- _Consigne_: Citez mot pour mot l'intégralité de l'extrait consacré à la critique gastronomique.

- _Extrait proposé_:
--------------------
Mais notre jugement est biaisé par le fait que nous nous concentrons sur les arts plastiques. Or en musique, en théâtre, et en poésie aussi dans une certaine mesure, la nécessité d’interpréter les œuvres empêche de conserver l’expérience esthétique qu’elles constituent : un concert disparaît au fur et à mesure qu’on le vit, ne laissant qu’un souvenir dans l’esprit de ceux qui y ont assisté. On peut se documenter sur le concert mythique des Rolling Stones à Altamont Highway le 6 décembre 1969, mais si on n’y était pas, de fait, on est passé à côté de cette expérience terrible. Il en va de même pour tous les arts vivants, les arts du spectacle, tous les domaines qui nécessitent une interprétation ou une exécution devant un public. Il ne serait pas logique de reconnaître la valeur de l’interprétation théâtrale, de célébrer la qualité des mises en scène, de l’incarnation des personnages par tel ou tel comédien sur scène, d’applaudir l’exploit que constituent les arts du cirque, de parler à propos de telle chanteuse d’une « performance » si à côté on ne reconnaît pas de façon égale la valeur des arts culinaires. La critique gastronomique n’a rien à envier à son homologue cinématographique. Elle est d’autant plus précieuse que la cuisine est un art en perpétuel mouvement : tel chef cuisinier peut diriger tel établissement à tel moment avant de s’orienter ailleurs, de s’installer dans un autre pays dont il intégrera les références à sa propre cuisine comme Pablo Picasso traversait dans sa vie artistique des périodes successives. S’il existe une critique culinaire, et si celle-ci tient une place centrale dans cet art comme on le voit, de nouveau, dans le film The Menu, qui va jusqu’à critiquer la prédominance de la critique sur l’art lui-même, c’est que l’expérience gastronomique donne envie à ceux qui la vivent d’en parler, ou d’écrire à son sujet. D’après Platon, c’est à cela qu’on reconnaît une belle expérience : elle donne envie de la transformer en belles paroles. La critique gastronomique est donc le témoignage de la beauté de l’expérience culinaire.
--------------------
- _Données enregistrées_:

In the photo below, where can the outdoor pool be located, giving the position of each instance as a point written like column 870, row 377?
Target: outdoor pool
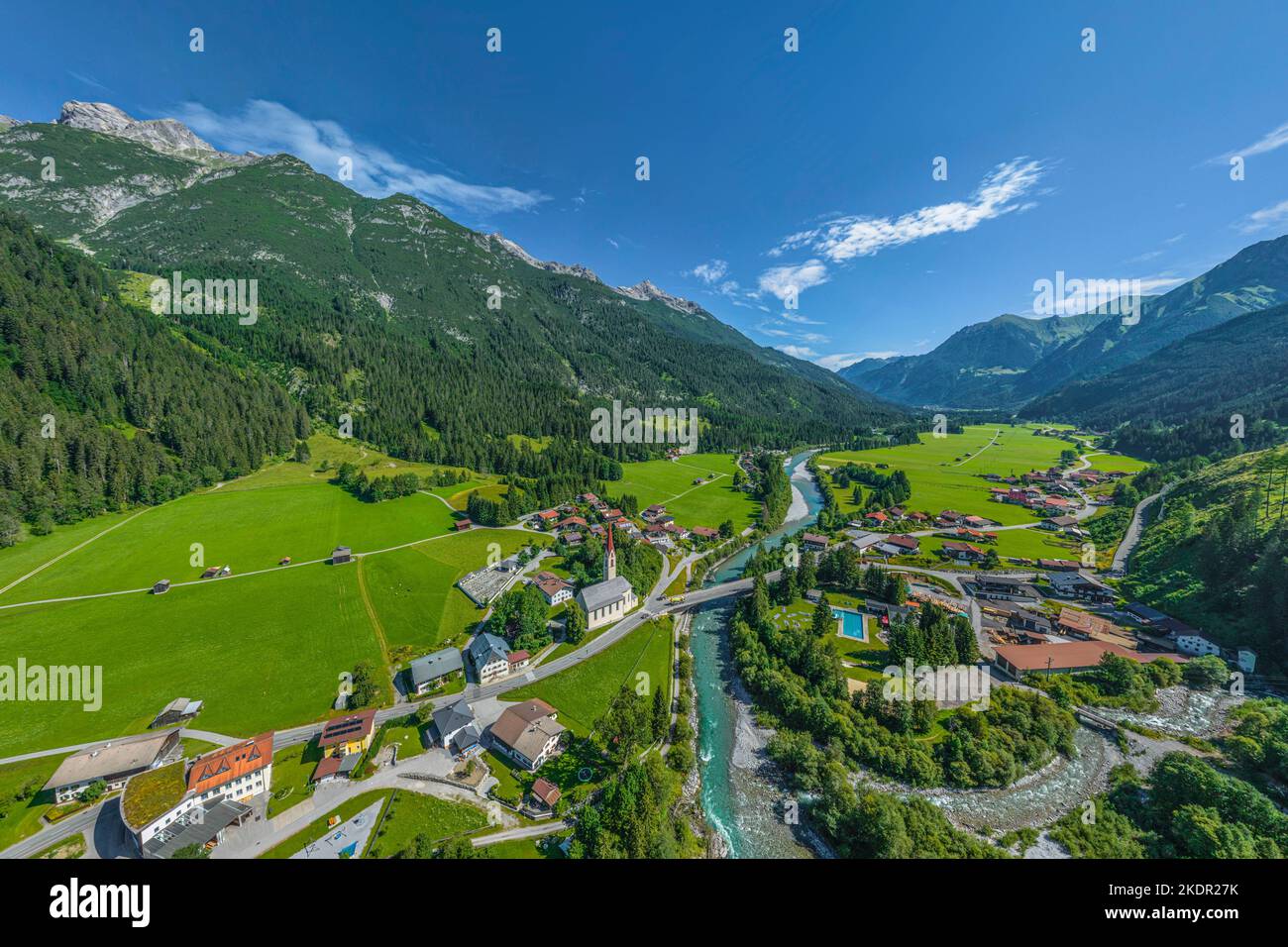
column 851, row 624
--------------------
- _Réponse_:
Mais notre jugement est biaisé par le fait que nous nous concentrons sur les arts plastiques. Or en musique, en théâtre, et en poésie aussi dans une certaine mesure, la nécessité d’interpréter les œuvres empêche de conserver l’expérience esthétique qu’elles constituent : un concert disparaît au fur et à mesure qu’on le vit, ne laissant qu’un souvenir dans l’esprit de ceux qui y ont assisté. On peut se documenter sur le concert mythique des Rolling Stones à Altamont Highway le 6 décembre 1969, mais si on n’y était pas, de fait, on est passé à côté de cette expérience terrible. Il en va de même pour tous les arts vivants, les arts du spectacle, tous les domaines qui nécessitent une interprétation ou une exécution devant un public. Il ne serait pas logique de reconnaître la valeur de l’interprétation théâtrale, de célébrer la qualité des mises en scène, de l’incarnation des personnages par tel ou tel comédien sur scène, d’applaudir l’exploit que constituent les arts du cirque, de parler à propos de telle chanteuse d’une « performance » si à côté on ne reconnaît pas de façon égale la valeur des arts culinaires. La critique gastronomique n’a rien à envier à son homologue cinématographique. Elle est d’autant plus précieuse que la cuisine est un art en perpétuel mouvement : tel chef cuisinier peut diriger tel établissement à tel moment avant de s’orienter ailleurs, de s’installer dans un autre pays dont il intégrera les références à sa propre cuisine comme Pablo Picasso traversait dans sa vie artistique des périodes successives. S’il existe une critique culinaire, et si celle-ci tient une place centrale dans cet art comme on le voit, de nouveau, dans le film The Menu, qui va jusqu’à critiquer la prédominance de la critique sur l’art lui-même, c’est que l’expérience gastronomique donne envie à ceux qui la vivent d’en parler, ou d’écrire à son sujet. D’après Platon, c’est à cela qu’on reconnaît une belle expérience : elle donne envie de la transformer en belles paroles. La critique gastronomique est donc le témoignage de la beauté de l’expérience culinaire.